— What the task asks —
Locate each line in the records below that contains the word "negative" and copy every such line.

Stored records
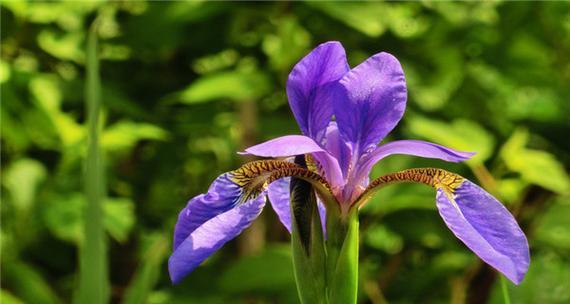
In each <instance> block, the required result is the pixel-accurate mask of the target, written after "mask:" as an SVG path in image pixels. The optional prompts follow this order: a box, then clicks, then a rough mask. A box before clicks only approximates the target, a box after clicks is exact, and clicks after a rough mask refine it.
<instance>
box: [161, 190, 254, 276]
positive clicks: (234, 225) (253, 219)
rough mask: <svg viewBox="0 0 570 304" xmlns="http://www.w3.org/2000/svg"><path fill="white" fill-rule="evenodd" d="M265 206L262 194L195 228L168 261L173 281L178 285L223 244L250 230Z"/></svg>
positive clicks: (222, 213)
mask: <svg viewBox="0 0 570 304" xmlns="http://www.w3.org/2000/svg"><path fill="white" fill-rule="evenodd" d="M264 205H265V196H264V195H262V196H260V197H258V198H256V199H253V200H250V201H247V202H245V203H243V204H240V205H238V206H236V207H235V208H232V209H230V210H228V211H226V212H224V213H221V214H219V215H217V216H215V217H213V218H211V219H210V220H208V221H207V222H205V223H204V224H202V225H201V226H200V227H198V228H196V229H194V230H193V231H192V232H191V233H190V235H189V236H188V237H186V239H185V240H184V241H183V242H182V243H181V244H179V246H177V248H176V249H175V250H174V253H173V254H172V255H171V256H170V258H169V260H168V271H169V273H170V278H171V280H172V282H173V283H178V282H180V281H181V280H182V279H183V278H184V277H185V276H186V275H188V274H189V273H190V272H191V271H192V270H194V268H196V267H198V265H200V264H201V263H202V262H203V261H204V260H205V259H206V258H208V257H209V256H210V255H212V254H213V253H214V252H216V251H217V250H219V249H220V248H221V247H222V246H223V245H224V244H225V243H226V242H228V241H230V240H232V239H233V238H235V237H236V236H237V235H239V234H240V233H241V232H242V231H243V230H244V229H245V228H247V227H249V226H250V225H251V223H252V222H253V220H255V219H256V218H257V216H258V215H259V214H260V213H261V210H262V209H263V206H264Z"/></svg>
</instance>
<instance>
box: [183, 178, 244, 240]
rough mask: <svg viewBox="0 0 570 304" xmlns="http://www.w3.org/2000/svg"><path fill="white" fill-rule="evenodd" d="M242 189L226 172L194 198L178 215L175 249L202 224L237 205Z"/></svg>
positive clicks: (192, 199) (191, 199) (190, 201)
mask: <svg viewBox="0 0 570 304" xmlns="http://www.w3.org/2000/svg"><path fill="white" fill-rule="evenodd" d="M240 193H241V190H240V187H239V186H238V185H236V184H235V183H234V182H232V181H231V180H230V173H224V174H222V175H220V176H218V178H216V180H214V182H213V183H212V185H210V188H209V189H208V192H207V193H206V194H200V195H198V196H196V197H194V198H192V199H191V200H190V201H189V202H188V204H187V205H186V207H185V208H184V209H182V211H181V212H180V214H179V215H178V221H177V222H176V226H175V227H174V250H176V248H177V247H178V246H179V245H180V244H181V243H182V242H184V240H185V239H186V238H187V237H188V236H189V235H190V234H191V233H192V232H193V231H194V230H195V229H196V228H198V227H199V226H200V225H202V224H203V223H205V222H207V221H208V220H210V219H212V218H214V217H216V216H217V215H219V214H221V213H224V212H226V211H228V210H230V209H231V208H233V207H234V206H235V202H236V200H237V198H238V197H239V196H240Z"/></svg>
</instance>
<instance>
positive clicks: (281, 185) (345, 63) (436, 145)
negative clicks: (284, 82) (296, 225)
mask: <svg viewBox="0 0 570 304" xmlns="http://www.w3.org/2000/svg"><path fill="white" fill-rule="evenodd" d="M287 96H288V99H289V105H290V106H291V110H292V111H293V115H294V116H295V119H296V120H297V123H298V124H299V127H300V129H301V132H302V133H303V135H287V136H282V137H278V138H275V139H273V140H270V141H267V142H264V143H262V144H259V145H256V146H253V147H250V148H247V149H245V152H244V153H246V154H252V155H256V156H260V157H268V158H282V159H279V160H262V161H256V162H252V163H248V164H246V165H244V166H243V167H241V168H240V169H238V170H235V171H231V172H227V173H224V174H222V175H220V176H219V177H218V178H217V179H216V180H215V181H214V182H213V183H212V185H211V186H210V189H209V190H208V192H207V193H206V194H201V195H198V196H196V197H194V198H192V199H191V200H190V201H189V202H188V204H187V206H186V207H185V208H184V209H183V210H182V211H181V212H180V215H179V217H178V222H177V224H176V228H175V233H174V252H173V254H172V256H171V257H170V259H169V263H168V264H169V271H170V276H171V279H172V281H173V282H175V283H177V282H179V281H180V280H181V279H182V278H183V277H184V276H186V275H187V274H188V273H190V272H191V271H192V270H193V269H194V268H196V267H197V266H198V265H199V264H200V263H201V262H203V261H204V260H205V259H206V258H207V257H209V256H210V255H212V254H213V253H214V252H215V251H217V250H218V249H220V247H222V246H223V245H224V244H225V243H226V242H228V241H230V240H231V239H233V238H235V237H236V236H237V235H239V234H240V233H241V232H242V231H243V230H244V229H245V228H247V227H248V226H249V225H250V224H251V223H252V222H253V220H255V218H257V216H258V215H259V214H260V213H261V211H262V209H263V207H264V205H265V197H266V196H268V197H269V200H270V202H271V204H272V207H273V209H274V210H275V211H276V213H277V214H278V216H279V219H280V220H281V222H282V223H283V224H284V225H285V227H286V228H287V229H288V230H289V231H291V215H290V207H289V181H290V177H297V178H301V179H304V180H306V181H309V182H310V183H311V184H312V185H313V186H314V189H315V192H316V193H317V195H318V198H319V199H320V201H321V202H322V203H324V205H326V206H327V208H329V207H330V206H333V207H338V208H339V209H340V210H341V214H347V213H348V212H349V210H352V208H359V207H360V206H362V205H363V204H364V203H365V202H366V201H367V200H368V199H369V198H370V196H371V195H372V194H373V192H374V191H375V190H377V189H378V188H380V187H381V186H383V185H385V184H388V183H392V182H399V181H411V182H420V183H424V184H427V185H430V186H432V187H434V188H436V189H437V195H436V205H437V208H438V210H439V214H440V215H441V217H442V218H443V220H444V222H445V223H446V225H447V226H448V227H449V229H450V230H451V231H452V232H453V233H454V234H455V236H457V237H458V238H459V239H460V240H461V241H463V243H465V245H466V246H467V247H469V248H470V249H471V250H472V251H473V252H474V253H475V254H477V255H478V256H479V257H480V258H481V259H482V260H484V261H485V262H487V263H488V264H489V265H491V266H493V267H494V268H495V269H497V270H498V271H500V272H501V273H503V274H504V275H505V276H506V277H507V278H509V279H510V280H511V281H513V282H514V283H516V284H518V283H520V282H521V281H522V279H523V277H524V275H525V273H526V271H527V270H528V266H529V260H530V258H529V249H528V243H527V240H526V237H525V235H524V234H523V232H522V230H521V229H520V227H519V226H518V224H517V222H516V221H515V219H514V218H513V216H512V215H511V214H510V213H509V212H508V211H507V209H506V208H505V207H504V206H503V205H502V204H501V203H500V202H499V201H497V199H495V198H494V197H493V196H491V195H490V194H489V193H487V192H485V191H484V190H483V189H481V188H480V187H479V186H477V185H475V184H474V183H472V182H470V181H469V180H466V179H464V178H463V177H461V176H459V175H456V174H454V173H450V172H447V171H444V170H441V169H431V168H428V169H409V170H405V171H401V172H398V173H393V174H389V175H386V176H384V177H381V178H378V179H377V180H374V181H372V182H370V181H369V177H368V176H369V173H370V170H371V169H372V167H373V166H374V165H375V164H376V163H377V162H378V161H380V160H381V159H383V158H385V157H387V156H389V155H393V154H407V155H415V156H419V157H425V158H435V159H441V160H445V161H449V162H460V161H464V160H467V159H469V158H470V157H471V156H472V155H473V154H474V153H469V152H460V151H456V150H453V149H450V148H447V147H443V146H440V145H437V144H434V143H430V142H425V141H420V140H399V141H392V142H389V143H386V144H383V145H378V143H379V142H381V141H382V140H383V139H384V138H385V137H386V135H387V134H388V133H389V132H390V131H392V129H394V127H395V126H396V124H398V122H399V121H400V119H401V118H402V116H403V114H404V110H405V108H406V99H407V92H406V82H405V78H404V72H403V70H402V67H401V65H400V63H399V62H398V60H397V59H396V58H395V57H394V56H392V55H390V54H388V53H379V54H376V55H374V56H372V57H370V58H368V59H367V60H366V61H364V62H363V63H361V64H360V65H358V66H356V67H354V68H352V69H351V68H350V67H349V65H348V63H347V60H346V55H345V51H344V49H343V47H342V45H341V44H340V43H338V42H327V43H323V44H321V45H319V46H318V47H317V48H315V49H314V50H313V51H312V52H311V53H309V54H308V55H307V56H305V58H303V59H302V60H301V61H300V62H299V63H297V65H295V67H294V68H293V70H292V71H291V73H290V75H289V79H288V81H287ZM297 155H306V156H307V160H308V161H309V163H310V164H311V166H308V168H304V167H300V166H299V165H296V164H295V163H292V162H290V161H288V160H287V159H286V158H287V157H292V156H297ZM324 212H325V211H324V208H322V205H321V218H323V219H324V217H323V213H324Z"/></svg>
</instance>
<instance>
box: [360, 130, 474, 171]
mask: <svg viewBox="0 0 570 304" xmlns="http://www.w3.org/2000/svg"><path fill="white" fill-rule="evenodd" d="M394 154H405V155H414V156H419V157H425V158H436V159H441V160H445V161H448V162H461V161H465V160H468V159H469V158H471V156H473V155H475V153H472V152H462V151H457V150H453V149H450V148H447V147H444V146H440V145H437V144H434V143H430V142H427V141H421V140H397V141H392V142H389V143H387V144H384V145H381V146H379V147H377V148H376V149H374V150H373V151H372V152H370V153H368V154H366V155H365V156H364V157H363V158H362V159H361V160H360V163H359V165H358V168H359V170H358V171H359V176H358V177H356V180H360V179H362V178H363V177H366V176H368V174H369V173H370V170H372V167H373V166H374V165H375V164H376V163H377V162H379V161H380V160H382V159H383V158H385V157H387V156H390V155H394Z"/></svg>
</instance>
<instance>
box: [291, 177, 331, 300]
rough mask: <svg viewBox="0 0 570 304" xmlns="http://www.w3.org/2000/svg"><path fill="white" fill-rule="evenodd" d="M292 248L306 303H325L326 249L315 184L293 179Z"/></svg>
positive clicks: (296, 277)
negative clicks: (313, 186) (325, 255)
mask: <svg viewBox="0 0 570 304" xmlns="http://www.w3.org/2000/svg"><path fill="white" fill-rule="evenodd" d="M291 219H292V221H291V222H292V223H291V224H292V225H291V228H292V231H291V248H292V253H293V266H294V273H295V282H296V284H297V292H298V293H299V299H300V300H301V303H303V304H313V303H315V304H321V303H322V304H325V303H327V302H326V294H325V290H326V289H325V263H326V258H325V247H324V237H323V229H322V225H321V219H320V215H319V211H318V208H317V200H316V197H315V193H314V191H313V188H312V187H311V185H310V184H309V183H308V182H306V181H303V180H300V179H296V178H292V179H291Z"/></svg>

— Finished exercise —
negative clicks: (284, 82) (296, 225)
negative clicks: (313, 186) (325, 255)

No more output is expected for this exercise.